▶ **REQUIRED TASK 1**
According to the forum thread, how much did YoungTrad pay for the same ones bought last week?
▶ **REQUIRED TASK 2**
Please report each line of the records that contains the string "query". Case counts.

Nice indy boots. I'm needing a pair badly.


----------



## Thom Browne's Schooldays (Jul 29, 2007)

Dude, seriously, take Dr. Jones' class. It's an easy "A", last semester he ran off like somewhere after some guy came to lecture, then like all the lectures and tests were done by the TAs.


----------



## YoungTrad (Jan 29, 2010)

Taken Aback said:


> I need another pair like I need a....a....another pair. :icon_smile_big:


I just bought the same ones last week for $32! Im wearing them right now.


----------



## Taken Aback (Aug 3, 2009)

Hurrah! Where did you get yours?

Late additions:

https://img686.imageshack.us/i/prestontag.jpg/https://img686.imageshack.us/i/lepreston.jpg/
LE Reds & Madras + _more_ ribbon belts. 

I continue to be a sucker for these belts. I couldn't resist the rampant lion, although I don't know if I can get away with it (I'm no Scot, but have some Fin in me). I foresee problems with what color chinos to wear it with.

▶ **GIVEN INFORMATION**
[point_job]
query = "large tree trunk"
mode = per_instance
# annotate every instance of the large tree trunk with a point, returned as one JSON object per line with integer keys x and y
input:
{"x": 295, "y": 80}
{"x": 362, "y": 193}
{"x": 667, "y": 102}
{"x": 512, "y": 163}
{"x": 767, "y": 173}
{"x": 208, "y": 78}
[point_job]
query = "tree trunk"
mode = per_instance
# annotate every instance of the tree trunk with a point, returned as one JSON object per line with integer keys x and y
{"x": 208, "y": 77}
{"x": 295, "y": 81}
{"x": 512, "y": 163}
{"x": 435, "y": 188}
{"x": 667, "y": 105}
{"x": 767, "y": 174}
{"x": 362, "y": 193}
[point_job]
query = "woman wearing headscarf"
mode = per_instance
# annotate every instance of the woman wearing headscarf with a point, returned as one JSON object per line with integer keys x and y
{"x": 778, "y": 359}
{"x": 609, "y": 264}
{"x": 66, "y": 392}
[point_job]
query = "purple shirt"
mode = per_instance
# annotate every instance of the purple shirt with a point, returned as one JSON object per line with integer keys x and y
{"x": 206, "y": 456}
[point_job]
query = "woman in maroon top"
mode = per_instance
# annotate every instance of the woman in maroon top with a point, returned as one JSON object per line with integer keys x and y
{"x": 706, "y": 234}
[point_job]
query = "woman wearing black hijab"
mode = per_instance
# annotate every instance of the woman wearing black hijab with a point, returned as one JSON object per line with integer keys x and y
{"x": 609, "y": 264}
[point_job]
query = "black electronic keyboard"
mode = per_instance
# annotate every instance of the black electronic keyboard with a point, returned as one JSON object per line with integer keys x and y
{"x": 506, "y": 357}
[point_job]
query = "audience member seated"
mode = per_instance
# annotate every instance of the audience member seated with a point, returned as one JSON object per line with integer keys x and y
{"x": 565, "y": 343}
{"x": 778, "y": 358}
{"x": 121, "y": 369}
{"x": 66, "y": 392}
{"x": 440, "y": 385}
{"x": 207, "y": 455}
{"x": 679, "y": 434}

▶ **COMPLETE ANSWER 1**
$32

▶ **COMPLETE ANSWER 2**
query = "large tree trunk"
query = "tree trunk"
query = "woman wearing headscarf"
query = "purple shirt"
query = "woman in maroon top"
query = "woman wearing black hijab"
query = "black electronic keyboard"
query = "audience member seated"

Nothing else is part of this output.